- _AIM OF THE EXERCISE_
Print the material verbatim, starting at the line that has "oven door that" and stopping after its last line.

== LISTED ENTRIES ==

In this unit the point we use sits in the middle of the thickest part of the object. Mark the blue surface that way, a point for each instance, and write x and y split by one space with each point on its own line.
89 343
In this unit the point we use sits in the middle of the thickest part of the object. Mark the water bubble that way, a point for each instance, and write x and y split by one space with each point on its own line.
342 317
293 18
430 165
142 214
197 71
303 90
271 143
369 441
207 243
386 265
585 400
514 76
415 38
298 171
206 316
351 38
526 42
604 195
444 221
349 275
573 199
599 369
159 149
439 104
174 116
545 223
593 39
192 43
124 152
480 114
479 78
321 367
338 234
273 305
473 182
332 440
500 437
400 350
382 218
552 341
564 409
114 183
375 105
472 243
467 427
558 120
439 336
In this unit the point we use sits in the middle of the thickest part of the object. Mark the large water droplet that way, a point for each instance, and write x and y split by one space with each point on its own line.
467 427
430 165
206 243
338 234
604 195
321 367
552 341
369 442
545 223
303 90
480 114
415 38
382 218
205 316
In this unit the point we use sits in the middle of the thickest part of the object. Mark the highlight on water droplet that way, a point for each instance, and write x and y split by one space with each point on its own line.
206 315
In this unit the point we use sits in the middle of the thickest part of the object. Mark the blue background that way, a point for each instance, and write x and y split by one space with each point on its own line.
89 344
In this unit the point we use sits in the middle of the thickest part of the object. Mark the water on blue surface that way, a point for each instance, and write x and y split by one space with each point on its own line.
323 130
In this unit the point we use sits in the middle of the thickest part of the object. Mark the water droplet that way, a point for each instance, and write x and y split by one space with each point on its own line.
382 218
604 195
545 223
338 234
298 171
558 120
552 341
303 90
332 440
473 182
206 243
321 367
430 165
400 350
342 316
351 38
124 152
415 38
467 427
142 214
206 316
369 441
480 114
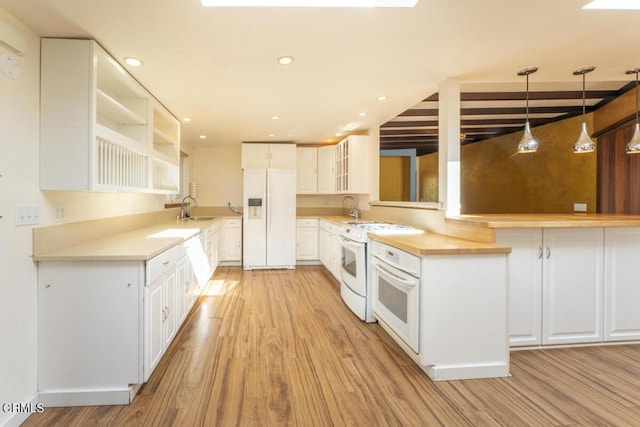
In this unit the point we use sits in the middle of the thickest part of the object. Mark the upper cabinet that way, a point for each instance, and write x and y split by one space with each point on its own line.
99 128
307 170
353 165
273 156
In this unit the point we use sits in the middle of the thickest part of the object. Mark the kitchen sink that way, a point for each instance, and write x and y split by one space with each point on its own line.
199 218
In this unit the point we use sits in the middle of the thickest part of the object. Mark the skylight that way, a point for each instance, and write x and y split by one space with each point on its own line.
310 3
613 4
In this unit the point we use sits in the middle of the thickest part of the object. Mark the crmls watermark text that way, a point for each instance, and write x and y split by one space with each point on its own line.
23 407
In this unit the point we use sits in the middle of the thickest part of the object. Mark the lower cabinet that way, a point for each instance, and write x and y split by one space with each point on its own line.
90 340
572 285
231 241
621 285
105 325
329 248
307 239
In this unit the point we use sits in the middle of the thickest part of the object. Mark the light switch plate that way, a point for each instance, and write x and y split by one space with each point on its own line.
27 214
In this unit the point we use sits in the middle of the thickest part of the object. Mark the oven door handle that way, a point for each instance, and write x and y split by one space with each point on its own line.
409 283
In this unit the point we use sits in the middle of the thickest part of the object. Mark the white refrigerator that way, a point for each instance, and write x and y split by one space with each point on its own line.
269 220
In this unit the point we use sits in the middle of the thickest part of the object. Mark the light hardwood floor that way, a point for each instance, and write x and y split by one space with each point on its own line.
279 347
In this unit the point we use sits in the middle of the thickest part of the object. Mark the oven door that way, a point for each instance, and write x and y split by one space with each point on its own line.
353 269
396 301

===

- _RESULT_
In this unit the point we use sits in the middle of the thickest part of the object. Mark the oven door that way, a point for each instance, and write x and y split by one space with each point on its own line.
353 269
396 301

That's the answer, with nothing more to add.